* [PAGE EXTRACT]
Segment Open


  9. Carrie Turansky March 19, 2012 at 10:27 am #

    This is great advice, Steve. Giving grace and the benefit of the doubt goes a long way. I apprecite the wisdom you shared.
    Carrie

  10. Megan B. March 19, 2012 at 12:58 pm #

    What you said about how our minds interpret silence really hit home for me. I recently did not hear from a member of my writers group for weeks. I knew she was recovering from minor surgery, but after a while I began to worry that she had lost interest in the group and was disappearing. When she did finally email me, I wound up feeling silly for worrying (and letting that worry show through in an email to her).

  11. Peter DeHaan March 19, 2012 at 3:51 pm #

    I know of too many times when people have written off an otherwise good relationship over a lost email message.

    If an important email message is not responded to, I will wait a reasonable time and then resend it, along with the added text in the subject line of “Resending.”

    Of course there is always the telephone as an alternate means of communications.

    However, some people I attempt to interact with don’t reply to emails or return phone calls unless it suits them — and when it suits them.

Segment Closed

* [EXCERPTED DATA]

Segment Open

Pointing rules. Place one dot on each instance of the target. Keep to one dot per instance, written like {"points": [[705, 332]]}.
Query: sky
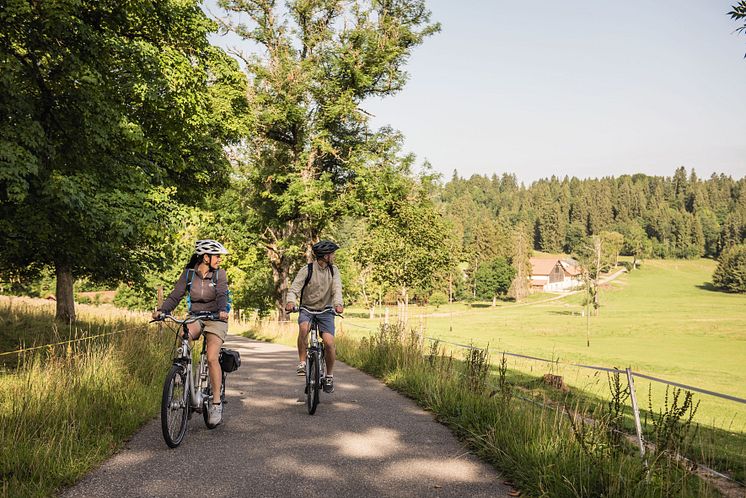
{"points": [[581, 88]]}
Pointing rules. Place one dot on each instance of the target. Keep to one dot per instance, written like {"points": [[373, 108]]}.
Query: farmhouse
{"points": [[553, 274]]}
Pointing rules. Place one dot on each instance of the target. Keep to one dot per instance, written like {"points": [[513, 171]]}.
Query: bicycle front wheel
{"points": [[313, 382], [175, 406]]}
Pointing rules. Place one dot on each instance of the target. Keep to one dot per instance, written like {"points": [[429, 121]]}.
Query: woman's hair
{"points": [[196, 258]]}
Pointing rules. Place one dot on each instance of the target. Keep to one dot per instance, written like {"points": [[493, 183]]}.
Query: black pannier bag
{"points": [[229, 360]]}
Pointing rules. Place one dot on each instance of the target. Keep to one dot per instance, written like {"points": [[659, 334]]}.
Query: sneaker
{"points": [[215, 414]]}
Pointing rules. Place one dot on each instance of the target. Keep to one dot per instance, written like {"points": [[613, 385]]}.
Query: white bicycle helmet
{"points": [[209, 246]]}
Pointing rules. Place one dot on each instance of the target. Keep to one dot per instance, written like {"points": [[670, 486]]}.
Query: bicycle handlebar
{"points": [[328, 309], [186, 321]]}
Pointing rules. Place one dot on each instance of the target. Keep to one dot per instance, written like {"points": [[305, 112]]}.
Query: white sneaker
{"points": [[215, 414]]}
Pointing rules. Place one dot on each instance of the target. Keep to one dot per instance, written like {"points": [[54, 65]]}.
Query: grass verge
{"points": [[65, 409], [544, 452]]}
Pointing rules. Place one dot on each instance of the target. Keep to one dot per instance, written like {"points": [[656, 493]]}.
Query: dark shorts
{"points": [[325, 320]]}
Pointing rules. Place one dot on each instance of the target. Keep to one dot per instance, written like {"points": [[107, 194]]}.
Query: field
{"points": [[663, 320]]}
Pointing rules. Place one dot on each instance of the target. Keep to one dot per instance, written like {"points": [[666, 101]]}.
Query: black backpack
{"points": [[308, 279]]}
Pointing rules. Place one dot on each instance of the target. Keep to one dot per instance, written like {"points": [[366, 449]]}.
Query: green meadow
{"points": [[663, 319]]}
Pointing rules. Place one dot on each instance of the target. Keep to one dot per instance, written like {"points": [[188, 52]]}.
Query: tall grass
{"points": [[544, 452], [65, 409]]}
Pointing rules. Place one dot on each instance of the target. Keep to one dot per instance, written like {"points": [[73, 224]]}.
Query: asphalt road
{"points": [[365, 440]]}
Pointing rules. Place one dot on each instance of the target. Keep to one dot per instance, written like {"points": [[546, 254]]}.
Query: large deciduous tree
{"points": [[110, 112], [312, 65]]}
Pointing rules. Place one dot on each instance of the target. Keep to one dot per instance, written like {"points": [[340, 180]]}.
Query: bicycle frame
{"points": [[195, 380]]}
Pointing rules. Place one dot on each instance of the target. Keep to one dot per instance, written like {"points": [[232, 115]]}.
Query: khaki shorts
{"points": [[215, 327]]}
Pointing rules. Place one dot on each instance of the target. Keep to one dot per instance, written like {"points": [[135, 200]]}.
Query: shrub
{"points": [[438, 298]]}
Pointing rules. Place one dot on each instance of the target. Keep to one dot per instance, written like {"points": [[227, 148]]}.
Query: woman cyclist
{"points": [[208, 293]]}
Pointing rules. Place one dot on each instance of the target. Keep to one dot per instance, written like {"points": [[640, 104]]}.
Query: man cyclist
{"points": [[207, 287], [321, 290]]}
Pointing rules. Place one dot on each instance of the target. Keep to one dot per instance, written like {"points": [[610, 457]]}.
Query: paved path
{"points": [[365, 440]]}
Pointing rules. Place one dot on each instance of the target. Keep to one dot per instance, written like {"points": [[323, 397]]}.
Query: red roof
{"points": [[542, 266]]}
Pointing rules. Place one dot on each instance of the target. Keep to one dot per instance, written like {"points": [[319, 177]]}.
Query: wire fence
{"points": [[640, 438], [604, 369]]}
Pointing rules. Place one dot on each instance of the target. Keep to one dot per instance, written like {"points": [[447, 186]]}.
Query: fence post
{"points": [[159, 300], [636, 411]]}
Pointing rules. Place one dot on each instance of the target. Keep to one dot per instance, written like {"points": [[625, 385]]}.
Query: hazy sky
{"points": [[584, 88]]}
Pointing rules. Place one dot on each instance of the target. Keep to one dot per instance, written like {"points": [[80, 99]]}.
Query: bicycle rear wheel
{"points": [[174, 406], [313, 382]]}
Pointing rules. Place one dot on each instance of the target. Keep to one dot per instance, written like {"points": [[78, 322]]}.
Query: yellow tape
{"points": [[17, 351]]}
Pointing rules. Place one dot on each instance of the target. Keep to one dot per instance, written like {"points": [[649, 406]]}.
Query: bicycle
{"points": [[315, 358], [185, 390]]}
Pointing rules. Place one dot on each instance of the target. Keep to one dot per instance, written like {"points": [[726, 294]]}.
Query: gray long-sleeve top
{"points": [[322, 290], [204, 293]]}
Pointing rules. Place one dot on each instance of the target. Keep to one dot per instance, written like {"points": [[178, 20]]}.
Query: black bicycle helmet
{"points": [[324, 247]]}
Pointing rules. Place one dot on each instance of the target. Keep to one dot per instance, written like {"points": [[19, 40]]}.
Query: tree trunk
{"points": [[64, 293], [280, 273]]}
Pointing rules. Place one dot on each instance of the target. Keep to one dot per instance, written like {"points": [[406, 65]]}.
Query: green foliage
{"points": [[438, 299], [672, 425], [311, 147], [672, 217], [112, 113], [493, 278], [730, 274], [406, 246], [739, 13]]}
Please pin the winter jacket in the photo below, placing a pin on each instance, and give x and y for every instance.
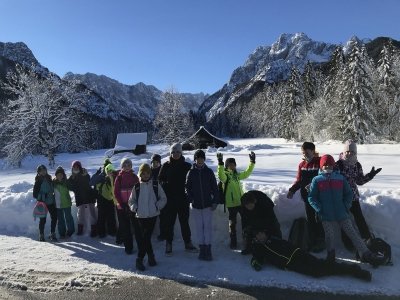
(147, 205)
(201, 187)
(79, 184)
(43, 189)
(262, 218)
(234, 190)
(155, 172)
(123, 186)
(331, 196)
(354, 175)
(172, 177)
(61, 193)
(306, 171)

Segment Closed
Segment Open

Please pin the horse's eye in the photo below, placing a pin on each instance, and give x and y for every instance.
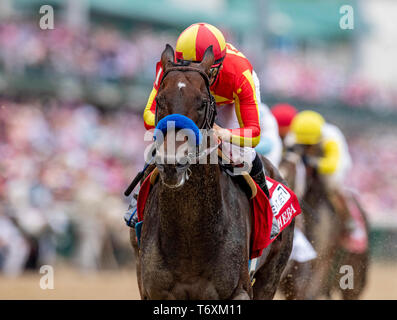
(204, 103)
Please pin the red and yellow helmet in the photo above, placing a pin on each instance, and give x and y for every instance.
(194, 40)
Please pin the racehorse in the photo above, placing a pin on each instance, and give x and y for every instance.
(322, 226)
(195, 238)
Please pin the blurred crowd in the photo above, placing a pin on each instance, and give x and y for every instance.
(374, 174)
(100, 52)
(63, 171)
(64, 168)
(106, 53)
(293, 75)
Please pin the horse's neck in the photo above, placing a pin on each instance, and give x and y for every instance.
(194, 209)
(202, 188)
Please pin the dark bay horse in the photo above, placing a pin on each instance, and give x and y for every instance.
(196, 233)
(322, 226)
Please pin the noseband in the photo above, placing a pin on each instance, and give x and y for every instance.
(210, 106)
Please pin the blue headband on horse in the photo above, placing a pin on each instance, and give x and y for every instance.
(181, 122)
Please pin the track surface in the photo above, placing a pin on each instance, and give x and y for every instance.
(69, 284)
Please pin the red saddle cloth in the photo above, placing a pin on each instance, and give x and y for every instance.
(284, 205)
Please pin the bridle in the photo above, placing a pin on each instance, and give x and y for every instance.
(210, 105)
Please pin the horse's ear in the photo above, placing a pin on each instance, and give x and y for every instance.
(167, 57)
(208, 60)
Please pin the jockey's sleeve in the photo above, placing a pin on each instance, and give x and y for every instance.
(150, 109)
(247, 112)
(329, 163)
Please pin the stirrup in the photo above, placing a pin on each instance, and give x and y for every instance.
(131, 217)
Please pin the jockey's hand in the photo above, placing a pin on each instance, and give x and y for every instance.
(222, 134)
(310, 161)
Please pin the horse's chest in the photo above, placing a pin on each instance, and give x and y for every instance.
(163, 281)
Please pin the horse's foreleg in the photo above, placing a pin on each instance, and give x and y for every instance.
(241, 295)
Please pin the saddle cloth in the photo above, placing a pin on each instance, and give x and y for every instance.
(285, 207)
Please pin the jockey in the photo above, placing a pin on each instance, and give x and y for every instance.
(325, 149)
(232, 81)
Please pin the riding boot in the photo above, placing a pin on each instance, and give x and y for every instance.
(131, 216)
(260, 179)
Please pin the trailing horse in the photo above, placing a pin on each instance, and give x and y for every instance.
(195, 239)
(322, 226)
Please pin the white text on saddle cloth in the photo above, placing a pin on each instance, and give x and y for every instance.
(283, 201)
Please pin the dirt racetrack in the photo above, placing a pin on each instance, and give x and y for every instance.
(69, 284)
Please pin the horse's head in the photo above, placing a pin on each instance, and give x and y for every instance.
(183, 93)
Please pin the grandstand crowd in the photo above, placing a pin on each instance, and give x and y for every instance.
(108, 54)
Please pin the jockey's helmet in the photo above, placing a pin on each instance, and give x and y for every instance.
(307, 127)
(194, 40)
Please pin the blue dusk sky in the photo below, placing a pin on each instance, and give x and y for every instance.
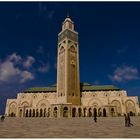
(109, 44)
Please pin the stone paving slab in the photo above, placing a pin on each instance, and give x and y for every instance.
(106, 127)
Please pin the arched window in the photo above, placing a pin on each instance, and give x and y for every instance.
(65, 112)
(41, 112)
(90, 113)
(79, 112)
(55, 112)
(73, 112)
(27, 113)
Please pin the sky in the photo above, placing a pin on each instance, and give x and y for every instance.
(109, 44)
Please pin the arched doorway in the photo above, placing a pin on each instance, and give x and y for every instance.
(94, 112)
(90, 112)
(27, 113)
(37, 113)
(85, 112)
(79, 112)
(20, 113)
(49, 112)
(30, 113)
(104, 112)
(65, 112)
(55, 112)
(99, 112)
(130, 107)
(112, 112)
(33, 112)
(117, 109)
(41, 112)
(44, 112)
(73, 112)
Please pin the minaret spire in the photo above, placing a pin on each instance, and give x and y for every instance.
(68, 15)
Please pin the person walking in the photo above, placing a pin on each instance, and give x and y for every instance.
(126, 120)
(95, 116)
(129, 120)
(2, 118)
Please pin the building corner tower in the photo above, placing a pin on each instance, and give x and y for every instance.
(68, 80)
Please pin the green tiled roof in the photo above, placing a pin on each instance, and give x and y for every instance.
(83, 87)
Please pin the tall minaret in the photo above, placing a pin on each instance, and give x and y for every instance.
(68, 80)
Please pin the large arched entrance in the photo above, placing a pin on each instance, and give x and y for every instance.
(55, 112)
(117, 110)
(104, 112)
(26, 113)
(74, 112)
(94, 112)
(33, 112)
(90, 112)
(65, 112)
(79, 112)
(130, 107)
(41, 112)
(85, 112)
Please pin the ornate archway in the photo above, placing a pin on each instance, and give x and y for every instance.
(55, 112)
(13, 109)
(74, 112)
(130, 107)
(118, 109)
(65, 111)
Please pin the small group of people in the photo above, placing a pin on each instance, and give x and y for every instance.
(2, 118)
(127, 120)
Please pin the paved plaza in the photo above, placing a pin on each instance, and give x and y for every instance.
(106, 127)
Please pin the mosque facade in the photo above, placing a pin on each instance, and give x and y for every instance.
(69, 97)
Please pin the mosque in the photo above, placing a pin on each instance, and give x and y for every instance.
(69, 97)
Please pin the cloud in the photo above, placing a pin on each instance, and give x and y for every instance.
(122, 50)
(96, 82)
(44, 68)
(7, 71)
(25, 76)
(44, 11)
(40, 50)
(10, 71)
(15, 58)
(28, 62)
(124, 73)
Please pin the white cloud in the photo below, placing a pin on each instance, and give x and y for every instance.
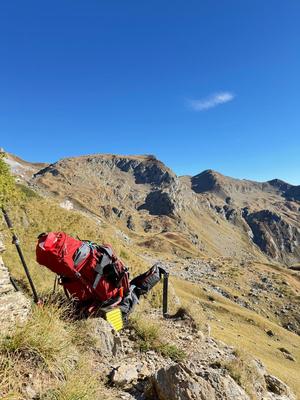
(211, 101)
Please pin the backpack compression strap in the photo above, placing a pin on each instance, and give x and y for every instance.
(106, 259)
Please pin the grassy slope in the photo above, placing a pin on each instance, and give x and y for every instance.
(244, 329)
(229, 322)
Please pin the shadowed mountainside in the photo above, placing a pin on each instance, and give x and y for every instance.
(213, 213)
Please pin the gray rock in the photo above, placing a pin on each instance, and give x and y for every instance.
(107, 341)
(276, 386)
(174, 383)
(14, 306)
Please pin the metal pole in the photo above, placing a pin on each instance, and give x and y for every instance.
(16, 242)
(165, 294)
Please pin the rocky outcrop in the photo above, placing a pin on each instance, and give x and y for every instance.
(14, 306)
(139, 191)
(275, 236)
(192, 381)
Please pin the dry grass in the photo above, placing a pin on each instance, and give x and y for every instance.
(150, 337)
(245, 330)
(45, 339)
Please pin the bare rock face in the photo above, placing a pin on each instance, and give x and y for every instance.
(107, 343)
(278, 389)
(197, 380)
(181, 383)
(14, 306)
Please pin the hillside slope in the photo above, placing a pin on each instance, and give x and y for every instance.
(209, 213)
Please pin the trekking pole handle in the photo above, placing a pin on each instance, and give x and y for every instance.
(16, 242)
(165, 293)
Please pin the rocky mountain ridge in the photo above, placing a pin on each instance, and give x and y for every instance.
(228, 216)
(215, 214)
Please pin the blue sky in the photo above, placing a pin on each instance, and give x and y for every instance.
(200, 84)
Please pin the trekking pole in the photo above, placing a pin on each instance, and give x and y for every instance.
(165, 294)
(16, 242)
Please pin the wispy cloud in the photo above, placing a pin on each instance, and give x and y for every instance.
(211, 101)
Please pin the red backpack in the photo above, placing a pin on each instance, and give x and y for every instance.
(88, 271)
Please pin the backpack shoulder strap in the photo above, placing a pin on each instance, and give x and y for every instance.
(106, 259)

Segment Closed

* [EXERCISE SET]
A. Answer these questions from the blog comments:
(i) What was the writers group member recovering from?
(ii) What text does Peter DeHaan add to the subject line when he resends an email?
(iii) According to Carrie Turansky, what goes a long way?
B. In the blog comments, why does Megan B. say that the point about how our minds interpret silence hit home for her?
C. Do these statements agree with the blog comments? Answer yes or no for each, and quote the deciding words.
(i) Megan B. let her worry show in an email to the group member.
(ii) Peter DeHaan resends an unanswered important email right away.
(iii) Peter DeHaan says everyone he tries to reach returns phone calls.
The entries are not needed for anything asked here.

* [ANSWERS IN ORDER]
A.
(i) Minor surgery.
(ii) "Resending."
(iii) Giving grace and the benefit of the doubt.

B. She had not heard from a member of her writers group for weeks. She knew the member was recovering from minor surgery, but after a while she began to worry that the member had lost interest in the group and was disappearing. When the member finally emailed her, Megan felt silly for worrying.

C.
(i) Yes: "letting that worry show through in an email to her"
(ii) No: "I will wait a reasonable time and then resend it"
(iii) No: "some people I attempt to interact with don’t reply to emails or return phone calls unless it suits them"